This is an unofficial snapshot of the ISO/IEC JTC1 SC22 WG21 Core Issues List revision 116a. See http://www.open-std.org/jtc1/sc22/wg21/ for the official list.
2024-12-19
[Voted into WP at October 2003 meeting.]
In 13.7.7.3 [temp.func.order], partial ordering is explained in terms of template argument deduction. However, the exact procedure for doing so is not specified. A number of details are missing, they are explained as sub-issues below.
template<class T> void g(T); // #1 template<class T> void g(T&); // #2Here, #2 is at least as specialized as #1: With a synthetic type U, #2 becomes g(U&); argument deduction against #1 succeeds with T=U&. However, #1 is not at least as specialized as #2: Deducing g(U) against g(T&) fails. Therefore, the second template is more specialized than the first, and the call g(x) is not ambiguous.
template<class S> void g(S); // #1 template<class T> void g(T const &); // #3Here, #3 is clearly at least as specialized as #1. To determine whether #1 is at least as specialized as #3, a unique type U is synthesized, and deduction of g<U>(U) is performed against #3. Following the rules in 13.10.3.2 [temp.deduct.call], deduction succeeds with T=U. Since the template argument is U, and the deduced template parameter is also U, we have an exact match between the template parameters. Even though the conversion from U to U const & is an exact match, it is not clear whether the added qualification should be taken into account, as it is in other places.
Issue 200 covers a related issue, illustrated by the following example:
template <class T> T f(int); template <class T, class U> T f(U); void g() { f<int>(1); }
Even though one template is "obviously" more specialized than the other, deduction fails in both directions because neither function parameter list allows template parameter T to be deduced.
(See also issue 250.)
Nathan Sidwell:
13.7.7.3 [temp.func.order] describes the partial ordering of function templates. Paragraph 5 states,
A template is more specialized than another if, and only if, it is at least as specialized as the other template and that template is not at least as specialized as the first.To paraphrase, given two templates A & B, if A's template parameters can be deduced by B, but B's cannot be deduced by A, then A is more specialized than B. Deduction is done as if for a function call. In particular, except for conversion operators, the return type is not involved in deduction. This leads to the following templates and use being unordered. (This example is culled from G++ bug report 4672 http://gcc.gnu.org/cgi-bin/gnatsweb.pl?cmd=view&pr=4672)
template <typename T, class U> T checked_cast(U from); //#1 template <typename T, class U> T checked_cast(U * from); //#2 class C {}; void foo (int *arg) { checked_cast <C const *> (arg); }In the call,
#1 can be deduced with T = 'C const *' and U = 'int *'
#2 can be deduced with T = 'C const *' and U = 'int'
It looks like #2 is more specialized that #1, but 13.7.7.3 [temp.func.order] does not make it so, as neither template can deduce 'T' from the other template's function parameters.

○ ○ ○ ○ ○ ○ ○

## APPLY WHAT YOU READ
1. Please translate this sentence from the partial-ordering issue into Spanish: "In particular, except for conversion operators, the return type is not involved in deduction."
2. Write out the part of the partial-ordering issue starting with "This is an unofficial" and going on through "is not ambiguous.".

## PROVIDED INFORMATION
○ ○ ○ ○ ○ ○ ○

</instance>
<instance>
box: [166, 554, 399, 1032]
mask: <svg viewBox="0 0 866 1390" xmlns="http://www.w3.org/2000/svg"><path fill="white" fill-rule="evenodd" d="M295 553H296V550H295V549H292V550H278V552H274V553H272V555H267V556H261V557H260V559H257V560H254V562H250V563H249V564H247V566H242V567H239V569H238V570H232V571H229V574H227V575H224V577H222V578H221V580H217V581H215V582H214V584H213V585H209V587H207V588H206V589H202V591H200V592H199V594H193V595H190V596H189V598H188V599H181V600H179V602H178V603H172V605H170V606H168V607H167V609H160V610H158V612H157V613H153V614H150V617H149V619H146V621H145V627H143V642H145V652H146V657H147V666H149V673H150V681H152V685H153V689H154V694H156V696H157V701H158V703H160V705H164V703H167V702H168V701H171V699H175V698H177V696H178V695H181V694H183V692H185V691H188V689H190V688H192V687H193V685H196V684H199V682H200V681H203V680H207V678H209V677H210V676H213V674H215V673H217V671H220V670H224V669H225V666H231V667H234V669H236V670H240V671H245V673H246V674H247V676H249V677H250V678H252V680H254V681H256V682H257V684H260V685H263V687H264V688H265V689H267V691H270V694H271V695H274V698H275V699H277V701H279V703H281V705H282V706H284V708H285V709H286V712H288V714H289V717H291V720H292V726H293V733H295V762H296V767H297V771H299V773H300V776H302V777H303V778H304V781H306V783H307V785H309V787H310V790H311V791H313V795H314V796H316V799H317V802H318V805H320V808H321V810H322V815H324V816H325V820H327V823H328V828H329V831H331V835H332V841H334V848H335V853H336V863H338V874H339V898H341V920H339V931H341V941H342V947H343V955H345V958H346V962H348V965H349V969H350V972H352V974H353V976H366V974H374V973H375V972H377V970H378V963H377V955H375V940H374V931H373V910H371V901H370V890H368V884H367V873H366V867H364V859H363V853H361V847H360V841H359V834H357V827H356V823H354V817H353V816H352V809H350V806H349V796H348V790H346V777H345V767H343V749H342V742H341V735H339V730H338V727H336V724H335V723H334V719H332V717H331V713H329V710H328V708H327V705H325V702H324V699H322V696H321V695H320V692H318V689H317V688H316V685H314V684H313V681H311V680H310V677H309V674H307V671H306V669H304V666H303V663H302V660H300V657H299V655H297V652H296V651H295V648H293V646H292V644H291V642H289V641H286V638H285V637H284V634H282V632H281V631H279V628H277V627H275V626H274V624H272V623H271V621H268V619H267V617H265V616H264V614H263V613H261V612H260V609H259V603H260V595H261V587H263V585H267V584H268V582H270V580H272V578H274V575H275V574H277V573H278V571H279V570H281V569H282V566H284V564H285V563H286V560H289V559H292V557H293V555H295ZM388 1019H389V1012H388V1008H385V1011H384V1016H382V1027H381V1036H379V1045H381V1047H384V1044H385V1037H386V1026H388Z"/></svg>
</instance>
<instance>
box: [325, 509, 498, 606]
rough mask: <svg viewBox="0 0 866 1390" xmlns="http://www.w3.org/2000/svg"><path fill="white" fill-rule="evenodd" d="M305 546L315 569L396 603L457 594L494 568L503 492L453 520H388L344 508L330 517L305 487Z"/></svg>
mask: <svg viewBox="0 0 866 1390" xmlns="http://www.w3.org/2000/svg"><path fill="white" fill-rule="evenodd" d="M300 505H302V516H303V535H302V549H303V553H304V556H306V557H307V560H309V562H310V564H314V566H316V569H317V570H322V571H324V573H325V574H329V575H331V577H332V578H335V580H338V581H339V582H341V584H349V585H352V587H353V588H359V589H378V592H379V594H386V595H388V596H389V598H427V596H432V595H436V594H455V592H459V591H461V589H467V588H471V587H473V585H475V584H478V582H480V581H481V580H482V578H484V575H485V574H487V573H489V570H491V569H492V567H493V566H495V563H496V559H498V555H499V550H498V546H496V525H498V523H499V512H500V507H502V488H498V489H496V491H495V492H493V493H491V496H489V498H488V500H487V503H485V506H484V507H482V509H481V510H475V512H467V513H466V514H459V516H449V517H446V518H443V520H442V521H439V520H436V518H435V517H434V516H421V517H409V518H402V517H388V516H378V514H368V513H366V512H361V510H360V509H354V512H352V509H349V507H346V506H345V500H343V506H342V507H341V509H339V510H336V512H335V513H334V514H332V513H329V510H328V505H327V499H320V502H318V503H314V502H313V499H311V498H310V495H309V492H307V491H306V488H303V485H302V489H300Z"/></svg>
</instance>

○ ○ ○ ○ ○ ○ ○

## EXPECTED RESPONSES
1. En particular, salvo en el caso de los operadores de conversión, el tipo de retorno no interviene en la deducción.

2.
This is an unofficial snapshot of the ISO/IEC JTC1 SC22 WG21 Core Issues List revision 116a. See http://www.open-std.org/jtc1/sc22/wg21/ for the official list.
2024-12-19
[Voted into WP at October 2003 meeting.]
In 13.7.7.3 [temp.func.order], partial ordering is explained in terms of template argument deduction. However, the exact procedure for doing so is not specified. A number of details are missing, they are explained as sub-issues below.
template<class T> void g(T); // #1 template<class T> void g(T&); // #2Here, #2 is at least as specialized as #1: With a synthetic type U, #2 becomes g(U&); argument deduction against #1 succeeds with T=U&. However, #1 is not at least as specialized as #2: Deducing g(U) against g(T&) fails. Therefore, the second template is more specialized than the first, and the call g(x) is not ambiguous.